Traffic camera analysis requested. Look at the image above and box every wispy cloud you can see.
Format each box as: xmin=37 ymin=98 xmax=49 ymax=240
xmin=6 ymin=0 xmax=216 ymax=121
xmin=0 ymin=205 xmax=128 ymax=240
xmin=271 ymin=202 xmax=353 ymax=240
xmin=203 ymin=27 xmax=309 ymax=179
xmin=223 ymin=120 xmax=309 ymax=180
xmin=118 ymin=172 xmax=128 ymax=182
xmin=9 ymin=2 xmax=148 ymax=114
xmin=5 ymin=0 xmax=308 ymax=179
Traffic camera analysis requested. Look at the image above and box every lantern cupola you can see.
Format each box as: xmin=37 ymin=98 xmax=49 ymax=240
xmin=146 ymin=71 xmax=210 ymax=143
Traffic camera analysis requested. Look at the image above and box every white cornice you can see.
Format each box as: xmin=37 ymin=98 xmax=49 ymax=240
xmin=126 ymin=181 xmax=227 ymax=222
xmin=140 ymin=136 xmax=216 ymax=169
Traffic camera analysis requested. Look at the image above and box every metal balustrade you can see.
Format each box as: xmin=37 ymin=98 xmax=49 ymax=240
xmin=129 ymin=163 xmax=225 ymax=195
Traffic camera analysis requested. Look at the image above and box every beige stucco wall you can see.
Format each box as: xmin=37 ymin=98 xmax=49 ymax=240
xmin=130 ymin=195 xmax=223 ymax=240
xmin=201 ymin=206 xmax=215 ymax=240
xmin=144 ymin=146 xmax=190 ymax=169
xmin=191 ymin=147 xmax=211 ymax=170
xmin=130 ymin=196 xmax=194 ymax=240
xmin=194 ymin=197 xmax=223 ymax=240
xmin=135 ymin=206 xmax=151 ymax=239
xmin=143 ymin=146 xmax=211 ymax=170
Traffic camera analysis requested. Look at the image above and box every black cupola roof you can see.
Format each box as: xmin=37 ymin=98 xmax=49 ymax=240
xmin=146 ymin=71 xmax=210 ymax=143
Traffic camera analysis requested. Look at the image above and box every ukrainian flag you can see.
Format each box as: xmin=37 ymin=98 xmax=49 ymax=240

§ Exercise details
A word-for-word repeat of the full data is needed.

§ Result of the task
Traffic camera analysis requested. Look at the image above and box every wispy cloud you can see.
Format each box as: xmin=37 ymin=98 xmax=49 ymax=240
xmin=6 ymin=0 xmax=216 ymax=121
xmin=0 ymin=205 xmax=128 ymax=240
xmin=271 ymin=202 xmax=353 ymax=240
xmin=203 ymin=27 xmax=309 ymax=179
xmin=223 ymin=120 xmax=309 ymax=180
xmin=118 ymin=172 xmax=128 ymax=182
xmin=9 ymin=2 xmax=148 ymax=114
xmin=5 ymin=0 xmax=308 ymax=179
Traffic camera analysis requested. Look at the image above and box every lantern cupola you can see.
Format each box as: xmin=37 ymin=98 xmax=49 ymax=240
xmin=146 ymin=71 xmax=210 ymax=143
Traffic camera analysis requested. Look at the image above and box every white cornice you can see.
Format each box as: xmin=37 ymin=98 xmax=49 ymax=240
xmin=126 ymin=181 xmax=227 ymax=222
xmin=140 ymin=136 xmax=216 ymax=169
Traffic camera analysis requested. Look at the image above and box every metal balustrade you can see.
Format each box as: xmin=37 ymin=98 xmax=49 ymax=240
xmin=129 ymin=163 xmax=225 ymax=195
Traffic camera analysis requested. Look at the image above and box every beige stucco wall you can see.
Format each box as: xmin=37 ymin=98 xmax=49 ymax=240
xmin=130 ymin=195 xmax=223 ymax=240
xmin=201 ymin=206 xmax=215 ymax=240
xmin=144 ymin=146 xmax=190 ymax=169
xmin=191 ymin=147 xmax=211 ymax=170
xmin=130 ymin=196 xmax=194 ymax=240
xmin=194 ymin=197 xmax=223 ymax=240
xmin=135 ymin=206 xmax=151 ymax=239
xmin=143 ymin=146 xmax=211 ymax=170
Traffic camera analysis requested. Look at the image above and box every black cupola roof you can see.
Format each box as: xmin=37 ymin=98 xmax=49 ymax=240
xmin=146 ymin=71 xmax=210 ymax=143
Traffic camera analysis requested. Look at the image above and box every ukrainian flag you can see.
Format each box as: xmin=37 ymin=98 xmax=49 ymax=240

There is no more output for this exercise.